It’s hard to believe it’s been two years, as of today, that Beckett turned the corner.
It’s a date I’ll never forget. It came the day after Heidi’s 34th birthday – undoubtedly the worst birthday she ever had. One spent in a hospital room, watching paralysis slip into our son’s vital organs.
And then, 24 hours later, his miraculous recovery began.
Some promises I made to myself in the weeks that followed, I’ve kept – especially the ones pertaining to perspective. Life itself is the gift. Stuff like that. It sounds like the crap out of a greeting card; but when you finally understand it in the core of your gut, it becomes a mantra, a driving philosophy for life.
I was reflecting back today on those moments from two years ago and, from a distance, I wonder how we kept it together. I remember people saying that: I don’t know how you did it. To which, Heidi and I always responded: we didn’t have a choice.
From afar, it looks crazy. We were living on one income and I was working for a company that was shedding personnel, in an industry that was struggling, in an economy that was in shambles. Friends and family became an incredible crutch; their prayers and thoughts our fuel. Somehow we emerged on the other side.
The months that have followed have been incredible. We managed to pay off the bills, Heidi got a new job, I got a new job. And most importantly Brody and Beckett are healthy and happy.
There’s been no remission; and that’s a beautiful thing. The farther away we get, the smaller the chance of recurrence.
If this all looks like some Hollywood story arc, fear not, that’s what it feels like to live it, too. Life-changing moments really do exist. And sometimes we learn from them.
That’s not to say I’ve kept all the promises I made in the weeks that followed Beckett’s recovery.
I could be a better husband, a better father. I could pay more attention when I fill out my tax forms; so that the state Revenue Department doesn’t reject my electronic filing four times in a single week (true story).
But if I’m going to specifically focus this year on one of the promises I made back then, it’s on living as healthy as I possibly can – not because somebody is forcing me too; not because I feel like I have to, but because I want to. I want be healthy and life a long full life; to retire and travel with Heidi, to hike with my kids’ kids well into my golden years.
That takes an investment; it means making the deposits now – 8-hours of sleep a night, healthy food choices, a commitment to physical activity – so that I can make the withdrawals later.
The goal: keep the hell out of a hospital for as long as possible.
As we learned a couple years ago, your hospital stays are usually as worse – if not moreso – for the people that love you than they are for you.

> _PROBLEM SET_
• A. In one to three sentences, explain why the writer of the post about Beckett's recovery intends to focus this year on living as healthy as possible.
• B. According to the post about Beckett's recovery, how many times in a single week did the state Revenue Department reject the writer's electronic filing?
Base every response solely on the post about Beckett's recovery.

> _DATA EXTRACTS_
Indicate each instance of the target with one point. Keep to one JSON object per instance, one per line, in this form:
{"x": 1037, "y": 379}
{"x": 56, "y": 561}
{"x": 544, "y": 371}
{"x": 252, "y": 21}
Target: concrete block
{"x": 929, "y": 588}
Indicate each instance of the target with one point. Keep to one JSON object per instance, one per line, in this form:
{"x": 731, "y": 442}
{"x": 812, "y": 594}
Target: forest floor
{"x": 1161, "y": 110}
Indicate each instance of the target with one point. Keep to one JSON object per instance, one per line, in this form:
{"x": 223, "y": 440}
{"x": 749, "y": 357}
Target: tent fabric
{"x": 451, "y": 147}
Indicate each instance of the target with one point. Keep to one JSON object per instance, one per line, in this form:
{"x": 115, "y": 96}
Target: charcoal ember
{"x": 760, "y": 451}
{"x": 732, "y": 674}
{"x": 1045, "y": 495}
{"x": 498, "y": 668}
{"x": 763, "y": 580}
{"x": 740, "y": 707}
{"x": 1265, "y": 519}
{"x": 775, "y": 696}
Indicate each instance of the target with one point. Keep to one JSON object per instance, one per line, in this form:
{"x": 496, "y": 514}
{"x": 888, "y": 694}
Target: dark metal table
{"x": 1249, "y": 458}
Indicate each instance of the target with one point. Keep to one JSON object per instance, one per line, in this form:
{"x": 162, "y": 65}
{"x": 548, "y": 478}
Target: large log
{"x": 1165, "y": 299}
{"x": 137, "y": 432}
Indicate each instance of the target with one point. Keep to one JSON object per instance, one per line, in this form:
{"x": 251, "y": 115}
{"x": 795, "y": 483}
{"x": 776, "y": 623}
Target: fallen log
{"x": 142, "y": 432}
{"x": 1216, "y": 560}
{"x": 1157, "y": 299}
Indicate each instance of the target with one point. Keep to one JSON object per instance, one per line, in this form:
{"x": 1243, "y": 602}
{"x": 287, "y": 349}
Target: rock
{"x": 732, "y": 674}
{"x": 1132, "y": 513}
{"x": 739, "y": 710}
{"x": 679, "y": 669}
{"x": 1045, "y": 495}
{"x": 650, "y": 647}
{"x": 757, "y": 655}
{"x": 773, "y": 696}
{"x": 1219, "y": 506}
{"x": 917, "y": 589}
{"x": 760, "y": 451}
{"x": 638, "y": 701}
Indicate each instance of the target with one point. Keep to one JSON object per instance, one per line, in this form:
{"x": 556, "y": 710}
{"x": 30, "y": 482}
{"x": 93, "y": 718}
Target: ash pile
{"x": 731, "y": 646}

> _PROBLEM SOLUTIONS_
• A. He wants to, not because anyone forces him or because he feels obligated. He wishes to live a long, full life: to retire and travel with Heidi and to hike with his grandchildren well into his golden years. He also aims to stay out of a hospital as long as possible, since hospital stays can be as hard on loved ones as on the patient, or harder.

• B. Four times.